Paura e amore sono le due emozioni principali della nostra vita: il resto sono dettagli e sfumature. Paura e amore ci accompagnano, ci guidano, possono essere aiuti e ostacoli.
La paura ha funzioni importanti, serve. Per quanto fastidiosa e antipatica, serve. Se non altro, serve per sperimentare la soddisfazione di non soccombere alla paura.
Io, paziente, ho avuto paura e talvolta ho paura.
La paura serve, e può svolgere una funzione positiva se riusciamo ad identificare di cosa abbiamo paura, altrimenti è solo buio. Quindi, per essere costruttivi, è meglio parlare di paure, al plurale.
Si pensa che la paura principale sia quella della morte, o di morire. Questa è determinata prevalentemente dalla nostra cultura, che ha un pessimo rapporto con la morte. Tuttavia raramente la paura della morte è quella che determina blocchi.
Riconoscere le nostre paure serve per comprendere dove, e come, la paura può creare danni o impedimenti, ed è il primo passo per superarle.
Il primo passo è quello di identificare le paure, e oggi proviamo a dare nome e cognome alla paure più frequenti. Poi, solo, poi, vedremo come affrontarle.
- - - - - - -
COMPITI:
1. Rispondi a queste domande sul testo sulla paura.
(a) Quali sono le due emozioni principali della nostra vita?
(b) Da che cosa è determinata prevalentemente la paura della morte?
(c) Per essere costruttivi, è meglio parlare di paura al singolare o al plurale?
2. Riporta fedelmente il passo del testo sulla paura compreso tra "Si pensa che" e "che determina blocchi.", estremi inclusi.

[Voci archiviate da una raccolta]
- - - - - - -
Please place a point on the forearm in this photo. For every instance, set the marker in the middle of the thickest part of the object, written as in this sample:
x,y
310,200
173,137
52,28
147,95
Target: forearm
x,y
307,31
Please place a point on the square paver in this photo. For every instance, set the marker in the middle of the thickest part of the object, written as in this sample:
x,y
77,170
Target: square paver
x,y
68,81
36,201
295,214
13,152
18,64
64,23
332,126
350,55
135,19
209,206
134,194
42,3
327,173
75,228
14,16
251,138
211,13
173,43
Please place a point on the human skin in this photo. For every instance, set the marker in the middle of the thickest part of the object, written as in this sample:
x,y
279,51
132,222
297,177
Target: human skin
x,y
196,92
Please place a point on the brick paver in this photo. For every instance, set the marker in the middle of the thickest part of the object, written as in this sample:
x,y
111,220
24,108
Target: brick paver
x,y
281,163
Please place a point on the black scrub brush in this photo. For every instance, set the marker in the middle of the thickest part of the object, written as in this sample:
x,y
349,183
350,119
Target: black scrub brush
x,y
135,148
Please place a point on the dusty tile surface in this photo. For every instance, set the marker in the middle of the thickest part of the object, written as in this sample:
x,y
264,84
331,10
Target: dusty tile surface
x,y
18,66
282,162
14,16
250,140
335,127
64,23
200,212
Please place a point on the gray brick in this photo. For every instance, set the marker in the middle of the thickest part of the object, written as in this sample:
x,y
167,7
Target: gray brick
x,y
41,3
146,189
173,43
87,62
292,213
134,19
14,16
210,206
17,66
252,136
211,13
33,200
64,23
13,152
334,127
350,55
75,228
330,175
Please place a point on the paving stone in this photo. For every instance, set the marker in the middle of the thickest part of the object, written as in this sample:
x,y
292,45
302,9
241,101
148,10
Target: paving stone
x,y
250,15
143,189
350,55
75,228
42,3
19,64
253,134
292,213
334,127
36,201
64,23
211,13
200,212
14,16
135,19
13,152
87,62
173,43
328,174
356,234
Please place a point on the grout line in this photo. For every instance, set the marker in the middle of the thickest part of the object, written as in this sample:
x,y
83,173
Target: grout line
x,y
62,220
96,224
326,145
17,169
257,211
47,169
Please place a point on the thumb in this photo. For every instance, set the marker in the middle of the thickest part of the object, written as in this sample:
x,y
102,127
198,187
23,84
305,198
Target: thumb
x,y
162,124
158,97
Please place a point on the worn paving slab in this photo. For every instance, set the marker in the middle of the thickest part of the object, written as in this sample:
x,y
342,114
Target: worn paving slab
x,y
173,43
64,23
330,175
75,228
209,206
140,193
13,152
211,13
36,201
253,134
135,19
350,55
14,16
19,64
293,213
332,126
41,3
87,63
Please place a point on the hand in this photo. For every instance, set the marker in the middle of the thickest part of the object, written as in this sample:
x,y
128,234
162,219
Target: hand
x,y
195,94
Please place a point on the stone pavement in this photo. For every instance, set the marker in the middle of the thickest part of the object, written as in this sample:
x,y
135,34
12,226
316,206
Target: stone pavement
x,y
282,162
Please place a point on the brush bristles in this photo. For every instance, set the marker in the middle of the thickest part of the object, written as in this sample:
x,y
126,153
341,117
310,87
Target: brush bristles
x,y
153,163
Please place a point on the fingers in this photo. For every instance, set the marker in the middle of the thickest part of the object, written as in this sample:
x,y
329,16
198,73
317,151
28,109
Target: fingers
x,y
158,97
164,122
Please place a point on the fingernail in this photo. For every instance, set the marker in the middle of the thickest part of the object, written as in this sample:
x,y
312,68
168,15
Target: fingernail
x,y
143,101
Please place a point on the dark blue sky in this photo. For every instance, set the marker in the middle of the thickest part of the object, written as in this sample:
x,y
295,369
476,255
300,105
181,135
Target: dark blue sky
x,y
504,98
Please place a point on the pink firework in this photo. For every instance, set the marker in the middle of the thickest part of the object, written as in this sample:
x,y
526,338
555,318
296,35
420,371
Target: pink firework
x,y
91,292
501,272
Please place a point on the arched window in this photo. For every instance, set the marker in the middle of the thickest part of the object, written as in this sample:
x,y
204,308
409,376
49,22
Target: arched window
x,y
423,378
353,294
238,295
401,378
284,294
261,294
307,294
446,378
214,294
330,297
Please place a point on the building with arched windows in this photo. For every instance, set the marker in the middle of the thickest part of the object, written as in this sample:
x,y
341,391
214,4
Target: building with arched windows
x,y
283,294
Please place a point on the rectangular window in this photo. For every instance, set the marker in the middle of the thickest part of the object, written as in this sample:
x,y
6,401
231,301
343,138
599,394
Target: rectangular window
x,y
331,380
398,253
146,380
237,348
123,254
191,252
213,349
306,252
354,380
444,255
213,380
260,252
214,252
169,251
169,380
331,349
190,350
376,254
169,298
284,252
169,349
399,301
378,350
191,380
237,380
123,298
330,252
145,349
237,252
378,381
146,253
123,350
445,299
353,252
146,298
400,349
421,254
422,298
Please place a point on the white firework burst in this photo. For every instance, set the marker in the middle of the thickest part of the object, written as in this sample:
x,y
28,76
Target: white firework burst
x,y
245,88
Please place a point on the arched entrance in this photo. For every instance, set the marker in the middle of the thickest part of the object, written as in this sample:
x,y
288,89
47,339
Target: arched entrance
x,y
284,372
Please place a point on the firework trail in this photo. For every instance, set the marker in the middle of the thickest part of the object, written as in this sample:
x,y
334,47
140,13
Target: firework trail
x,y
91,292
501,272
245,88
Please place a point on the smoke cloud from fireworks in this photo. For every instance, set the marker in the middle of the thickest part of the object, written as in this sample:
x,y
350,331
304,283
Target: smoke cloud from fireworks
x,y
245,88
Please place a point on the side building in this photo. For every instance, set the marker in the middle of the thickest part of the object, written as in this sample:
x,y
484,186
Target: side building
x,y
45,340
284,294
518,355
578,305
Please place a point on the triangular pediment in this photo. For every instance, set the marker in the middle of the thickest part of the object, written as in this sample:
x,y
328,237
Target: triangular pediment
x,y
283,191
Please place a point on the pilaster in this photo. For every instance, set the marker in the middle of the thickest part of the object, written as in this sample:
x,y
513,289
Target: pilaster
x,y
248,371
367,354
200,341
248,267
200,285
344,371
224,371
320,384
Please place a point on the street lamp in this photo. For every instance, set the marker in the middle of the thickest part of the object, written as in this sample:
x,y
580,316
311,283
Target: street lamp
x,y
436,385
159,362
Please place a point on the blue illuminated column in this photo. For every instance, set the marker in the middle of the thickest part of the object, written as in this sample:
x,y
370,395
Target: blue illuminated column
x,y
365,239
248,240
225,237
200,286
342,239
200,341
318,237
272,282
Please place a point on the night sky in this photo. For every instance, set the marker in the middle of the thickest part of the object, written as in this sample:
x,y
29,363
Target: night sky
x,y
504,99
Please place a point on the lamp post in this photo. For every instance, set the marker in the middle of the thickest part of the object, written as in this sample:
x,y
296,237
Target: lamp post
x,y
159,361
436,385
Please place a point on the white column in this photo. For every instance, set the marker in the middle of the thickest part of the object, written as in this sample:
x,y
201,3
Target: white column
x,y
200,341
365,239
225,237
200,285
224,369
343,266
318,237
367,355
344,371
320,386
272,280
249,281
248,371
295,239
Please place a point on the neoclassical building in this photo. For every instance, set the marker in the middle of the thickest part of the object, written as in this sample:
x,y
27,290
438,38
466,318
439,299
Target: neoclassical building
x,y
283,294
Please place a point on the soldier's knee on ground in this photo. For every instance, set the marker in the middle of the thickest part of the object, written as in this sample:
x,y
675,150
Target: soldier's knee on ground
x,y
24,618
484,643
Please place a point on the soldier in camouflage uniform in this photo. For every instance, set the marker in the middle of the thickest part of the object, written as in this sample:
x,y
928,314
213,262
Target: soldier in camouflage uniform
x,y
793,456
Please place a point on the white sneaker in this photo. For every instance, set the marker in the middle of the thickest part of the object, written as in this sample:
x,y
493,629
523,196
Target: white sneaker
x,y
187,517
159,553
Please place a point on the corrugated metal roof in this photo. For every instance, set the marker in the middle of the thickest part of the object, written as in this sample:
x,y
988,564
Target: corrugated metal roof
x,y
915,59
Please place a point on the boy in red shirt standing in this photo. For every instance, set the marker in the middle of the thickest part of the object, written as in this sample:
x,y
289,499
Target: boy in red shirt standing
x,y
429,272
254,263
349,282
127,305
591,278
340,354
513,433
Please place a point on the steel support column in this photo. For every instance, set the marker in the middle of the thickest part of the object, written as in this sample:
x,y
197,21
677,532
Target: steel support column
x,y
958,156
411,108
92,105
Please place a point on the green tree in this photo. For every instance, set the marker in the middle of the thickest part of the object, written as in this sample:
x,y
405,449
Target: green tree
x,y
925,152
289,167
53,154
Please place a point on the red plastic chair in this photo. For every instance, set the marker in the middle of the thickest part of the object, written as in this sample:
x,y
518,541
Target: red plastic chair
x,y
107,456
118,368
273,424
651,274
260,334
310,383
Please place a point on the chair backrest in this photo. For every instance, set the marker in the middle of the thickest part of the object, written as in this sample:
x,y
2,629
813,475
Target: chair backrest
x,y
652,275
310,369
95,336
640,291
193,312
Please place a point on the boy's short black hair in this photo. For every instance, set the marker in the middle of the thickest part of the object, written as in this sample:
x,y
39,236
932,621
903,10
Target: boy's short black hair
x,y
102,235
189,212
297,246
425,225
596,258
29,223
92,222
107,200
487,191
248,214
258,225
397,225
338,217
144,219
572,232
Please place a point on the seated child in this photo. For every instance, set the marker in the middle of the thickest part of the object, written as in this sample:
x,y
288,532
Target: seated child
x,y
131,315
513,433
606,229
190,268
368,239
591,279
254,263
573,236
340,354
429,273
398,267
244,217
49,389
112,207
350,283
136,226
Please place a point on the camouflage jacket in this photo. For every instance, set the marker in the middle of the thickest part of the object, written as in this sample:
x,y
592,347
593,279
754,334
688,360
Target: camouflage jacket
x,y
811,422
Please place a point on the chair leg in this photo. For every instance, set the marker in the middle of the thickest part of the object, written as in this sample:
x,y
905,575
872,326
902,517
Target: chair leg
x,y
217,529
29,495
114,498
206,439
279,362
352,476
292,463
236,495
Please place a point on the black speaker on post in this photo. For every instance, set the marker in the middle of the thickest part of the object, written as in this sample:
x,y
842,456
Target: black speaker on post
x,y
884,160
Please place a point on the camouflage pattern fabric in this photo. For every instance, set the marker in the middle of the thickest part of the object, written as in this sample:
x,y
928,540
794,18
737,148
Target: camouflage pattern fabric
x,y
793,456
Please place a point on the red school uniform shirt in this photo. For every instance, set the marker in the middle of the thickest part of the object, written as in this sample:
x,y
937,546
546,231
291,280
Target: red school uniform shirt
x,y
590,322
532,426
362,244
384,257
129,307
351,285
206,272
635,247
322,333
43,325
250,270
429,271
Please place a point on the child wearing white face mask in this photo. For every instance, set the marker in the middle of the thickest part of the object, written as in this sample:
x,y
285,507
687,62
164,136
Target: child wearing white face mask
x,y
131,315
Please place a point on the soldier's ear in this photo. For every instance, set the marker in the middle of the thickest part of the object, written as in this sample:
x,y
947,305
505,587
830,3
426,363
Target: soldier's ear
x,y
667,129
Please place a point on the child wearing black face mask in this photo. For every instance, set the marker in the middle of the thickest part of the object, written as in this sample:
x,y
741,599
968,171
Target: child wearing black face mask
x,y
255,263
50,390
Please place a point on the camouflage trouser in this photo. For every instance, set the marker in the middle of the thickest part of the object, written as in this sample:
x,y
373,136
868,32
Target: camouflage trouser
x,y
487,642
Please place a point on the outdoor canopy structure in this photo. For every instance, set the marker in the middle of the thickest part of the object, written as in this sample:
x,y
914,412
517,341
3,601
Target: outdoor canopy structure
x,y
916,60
- - - - - - -
RISPOSTE AI COMPITI:
1.
(a) La paura e l'amore.
(b) Dalla nostra cultura, che ha un pessimo rapporto con la morte.
(c) Al plurale: è meglio parlare di paure.

2.
Si pensa che la paura principale sia quella della morte, o di morire. Questa è determinata prevalentemente dalla nostra cultura, che ha un pessimo rapporto con la morte. Tuttavia raramente la paura della morte è quella che determina blocchi.